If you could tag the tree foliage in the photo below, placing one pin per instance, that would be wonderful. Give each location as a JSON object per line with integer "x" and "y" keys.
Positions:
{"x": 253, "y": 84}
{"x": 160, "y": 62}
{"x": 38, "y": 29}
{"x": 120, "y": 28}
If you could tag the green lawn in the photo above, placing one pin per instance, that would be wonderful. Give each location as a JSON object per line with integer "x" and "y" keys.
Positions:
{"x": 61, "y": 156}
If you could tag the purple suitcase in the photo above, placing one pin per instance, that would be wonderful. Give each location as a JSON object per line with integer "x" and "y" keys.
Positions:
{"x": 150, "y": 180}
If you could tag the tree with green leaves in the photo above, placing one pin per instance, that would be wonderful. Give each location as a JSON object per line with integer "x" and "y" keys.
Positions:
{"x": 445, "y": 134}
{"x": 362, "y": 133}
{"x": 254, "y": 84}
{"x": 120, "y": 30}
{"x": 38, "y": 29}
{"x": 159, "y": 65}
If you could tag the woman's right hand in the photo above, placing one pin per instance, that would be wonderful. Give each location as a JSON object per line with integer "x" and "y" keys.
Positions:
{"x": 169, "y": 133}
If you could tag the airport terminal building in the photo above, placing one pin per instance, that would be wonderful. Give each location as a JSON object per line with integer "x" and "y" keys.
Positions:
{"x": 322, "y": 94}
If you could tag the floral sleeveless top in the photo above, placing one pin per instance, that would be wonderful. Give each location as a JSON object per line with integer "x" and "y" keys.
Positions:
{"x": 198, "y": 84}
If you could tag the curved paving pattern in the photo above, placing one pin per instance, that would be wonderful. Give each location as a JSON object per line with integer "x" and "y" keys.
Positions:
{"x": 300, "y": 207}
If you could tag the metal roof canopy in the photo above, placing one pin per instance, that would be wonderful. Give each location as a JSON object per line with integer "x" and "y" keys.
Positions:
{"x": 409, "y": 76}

====

▶ **WHAT YOU WILL DO**:
Word for word, write out all of the data above.

▶ **COMPLETE OUTPUT**:
If you could tag the tree foliage in the photo below, placing one pin per instance, that would be wonderful. Give each location as a JSON object per line with integer "x" and "y" keys.
Positions:
{"x": 253, "y": 84}
{"x": 160, "y": 62}
{"x": 38, "y": 29}
{"x": 120, "y": 28}
If you could tag the green lawn in the photo above, placing one pin per instance, that would be wonderful. Give each location as a JSON object per line with integer "x" and "y" keys.
Positions:
{"x": 61, "y": 156}
If you could tag the purple suitcase in the photo above, placing one pin per instance, that would be wonderful. Give each location as a JSON object per line with integer "x" and "y" keys.
Positions:
{"x": 150, "y": 180}
If you could tag the tree with green leaves in the photo above, placing one pin per instance, that would be wonderful. Give each location as a JSON object per line with integer "x" and "y" keys.
Positions:
{"x": 445, "y": 134}
{"x": 362, "y": 133}
{"x": 254, "y": 84}
{"x": 120, "y": 30}
{"x": 38, "y": 29}
{"x": 159, "y": 65}
If you could tag the woman's right hand in the photo above, placing one pin per instance, that would be wonderful. Give each location as a JSON object per line with integer "x" and "y" keys.
Positions:
{"x": 169, "y": 133}
If you could tag the airport terminal building in the photo above, placing one pin per instance, that would be wonderful. Give each location as a JSON object per line with integer "x" and "y" keys.
Positions:
{"x": 322, "y": 94}
If you could tag the floral sleeveless top in the photo above, placing one pin per instance, that would be wonderful. Give each location as a JSON object per line with integer "x" and "y" keys.
Positions:
{"x": 198, "y": 84}
If you could tag the curved paving pattern in the photo above, placing one pin per instance, that would be wonderful. Give each location as a JSON object per line with integer "x" and "y" keys.
Positions:
{"x": 300, "y": 207}
If you could tag the metal roof canopy in the photo above, placing one pin per instance, that would be wonderful. Give each location as a JSON object per line with integer "x" and "y" keys.
Positions:
{"x": 409, "y": 76}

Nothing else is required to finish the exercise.